begin TEXT EXCERPT
We Speak Your Names

Joshua Bryant
Joshua Bryant
3.6.2015

We speak your namesMary McCloud Bethune, Mary Church Terrell, Constance Baker Motley, Daisy Lee Bates, Vivian Malone, Anna J. Cooper, Charlotte Hawkins Brown, Lucille Spence, and Willie B. Player…We speak your names.

On Thursday, February 19, 2015, Dr. Muriel Beth Hopkins rendered an awe-inspiring Lunch-and-Learn lecture. Hopkins, a professor of Practice in the Law School, history professor and alumna of Wake Forest University, chronicled the powerful women whose voices shook the nation and sparked change on the road to the Brown vs. Board of Education Supreme Court case. These women, some born into slavery and others only a couple of generations removed, utilized their undeniable will power to make the world better for young African-American women like me. I was amazed that some of these women were invisible to the pages of our history books and most women in my generation had no knowledge of their existence, let alone their impact. But it was in that very setting that I uttered a word of thanks to Dr. Hopkins for unveiling their presence. She spoke their names.

Dr. Hopkins took us through a lunch presentation documenting the road from the Roberts vs. Boston Supreme Court case, all the way to the ground-breaking formulation of Brown, speaking the names of influential women who were important to that movement. “It wasn’t always easy,” Hopkins said. Reading and writing, two very essential tools, were prohibited from African-Americans. “It was around 1740, the state of South Carolina began the onset of states that prohibited the teaching of slaves to read and write…if any free person should teach or attempt to teach a slave, there were penalties,” Hopkins explained. “If you were white, you were subject to a $100-$200 fine. If you were a free person of color, you were subject to a fine, prison, or up to 39 lashes. If you were a slave teaching another slave, you would be stripped bare and receive 39 lashes.”
end TEXT EXCERPT
begin ITEMS
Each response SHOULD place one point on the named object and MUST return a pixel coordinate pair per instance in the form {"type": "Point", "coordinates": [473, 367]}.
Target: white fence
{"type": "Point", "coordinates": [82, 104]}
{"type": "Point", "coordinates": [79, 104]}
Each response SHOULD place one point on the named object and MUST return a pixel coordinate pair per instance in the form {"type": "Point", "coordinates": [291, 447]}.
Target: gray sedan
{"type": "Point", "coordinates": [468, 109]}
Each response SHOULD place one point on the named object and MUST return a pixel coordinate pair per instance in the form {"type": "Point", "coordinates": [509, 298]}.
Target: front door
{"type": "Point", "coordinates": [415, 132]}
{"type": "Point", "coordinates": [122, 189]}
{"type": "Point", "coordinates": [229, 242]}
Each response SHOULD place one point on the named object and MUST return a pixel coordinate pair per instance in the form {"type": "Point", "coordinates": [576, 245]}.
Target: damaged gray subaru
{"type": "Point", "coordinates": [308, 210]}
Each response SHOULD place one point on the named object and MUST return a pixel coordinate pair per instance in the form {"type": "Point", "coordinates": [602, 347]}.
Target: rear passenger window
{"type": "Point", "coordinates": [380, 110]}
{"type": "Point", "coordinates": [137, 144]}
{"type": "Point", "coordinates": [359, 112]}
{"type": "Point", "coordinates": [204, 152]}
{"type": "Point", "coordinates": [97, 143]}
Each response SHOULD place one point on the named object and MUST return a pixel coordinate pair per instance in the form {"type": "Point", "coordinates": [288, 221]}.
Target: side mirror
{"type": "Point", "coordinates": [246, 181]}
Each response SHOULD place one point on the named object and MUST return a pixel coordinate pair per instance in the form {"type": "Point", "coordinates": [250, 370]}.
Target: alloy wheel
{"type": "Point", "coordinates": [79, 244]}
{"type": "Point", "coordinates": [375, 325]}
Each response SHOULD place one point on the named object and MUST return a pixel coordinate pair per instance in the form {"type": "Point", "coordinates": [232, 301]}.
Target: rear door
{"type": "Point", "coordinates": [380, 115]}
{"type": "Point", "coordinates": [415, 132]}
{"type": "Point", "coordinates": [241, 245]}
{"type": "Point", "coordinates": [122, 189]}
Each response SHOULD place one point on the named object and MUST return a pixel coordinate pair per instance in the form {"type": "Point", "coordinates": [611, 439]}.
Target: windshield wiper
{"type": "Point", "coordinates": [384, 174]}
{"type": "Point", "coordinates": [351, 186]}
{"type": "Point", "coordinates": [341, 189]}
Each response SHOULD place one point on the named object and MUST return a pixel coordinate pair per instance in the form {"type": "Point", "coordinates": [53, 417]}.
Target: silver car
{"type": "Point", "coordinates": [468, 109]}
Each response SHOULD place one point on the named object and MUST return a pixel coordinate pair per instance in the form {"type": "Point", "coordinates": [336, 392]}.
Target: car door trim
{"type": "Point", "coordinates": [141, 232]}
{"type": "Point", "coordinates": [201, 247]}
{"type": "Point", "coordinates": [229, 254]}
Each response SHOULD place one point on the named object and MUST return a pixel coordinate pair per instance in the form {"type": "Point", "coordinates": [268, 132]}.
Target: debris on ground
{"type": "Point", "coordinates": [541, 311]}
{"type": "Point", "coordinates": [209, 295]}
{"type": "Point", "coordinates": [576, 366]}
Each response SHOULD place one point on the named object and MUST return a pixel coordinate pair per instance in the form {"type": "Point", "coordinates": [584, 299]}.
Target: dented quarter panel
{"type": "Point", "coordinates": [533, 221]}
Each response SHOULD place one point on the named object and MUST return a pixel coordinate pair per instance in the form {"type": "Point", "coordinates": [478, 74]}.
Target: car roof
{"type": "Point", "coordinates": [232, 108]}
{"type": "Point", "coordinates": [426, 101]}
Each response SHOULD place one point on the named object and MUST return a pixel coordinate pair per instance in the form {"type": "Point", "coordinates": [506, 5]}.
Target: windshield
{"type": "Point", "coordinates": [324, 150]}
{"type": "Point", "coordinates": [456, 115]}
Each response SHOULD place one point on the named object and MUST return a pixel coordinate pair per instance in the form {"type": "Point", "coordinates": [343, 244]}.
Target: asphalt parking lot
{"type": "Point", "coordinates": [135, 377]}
end ITEMS
OBJECTIVES:
1: Translate this sentence from the piece on the women who paved the way to Brown vs. Board of Education into Spanish: "Reading and writing, two very essential tools, were prohibited from African-Americans."
2: Pick up the piece on the women who paved the way to Brown vs. Board of Education from its last sentence and write the next paragraph.
The records come from a separate source and have nothing to do with the text.

RESPONSES IN ORDER:
1: La lectura y la escritura, dos herramientas muy esenciales, les estaban prohibidas a los afroamericanos.

2:
Fast forward 150 years and the struggle for educational equality continued. African-American students were taught in unsuitable school houses with inadequate books and materials under the “separate but equal” laws. “There was no running water, no bathrooms, no cafeterias, no gyms, holes in the ceilings, and buckets to catch the water. The students had to have umbrellas when it rained.” Hopkins said. That was only the beginning. The strength of the female leaders mentioned above emerged to put an end to those horrible conditions. Separate was not equal; therefore, schools had to be integrated. Daisy Bates, the motivator behind the Little Rock 9, endeavored to integrate Little Rock Central High School. Vivian Malone’s determination garnered her the title of the first African-American to graduate from the University of Alabama. And right here in Winston-Salem, Annie B. Hairston became the first African-American superintendent of Forsythe County Public Schools. Hairston was instrumental in the 1970s transition into integration for the school system. These women helped to shape the Brown case. We speak your names.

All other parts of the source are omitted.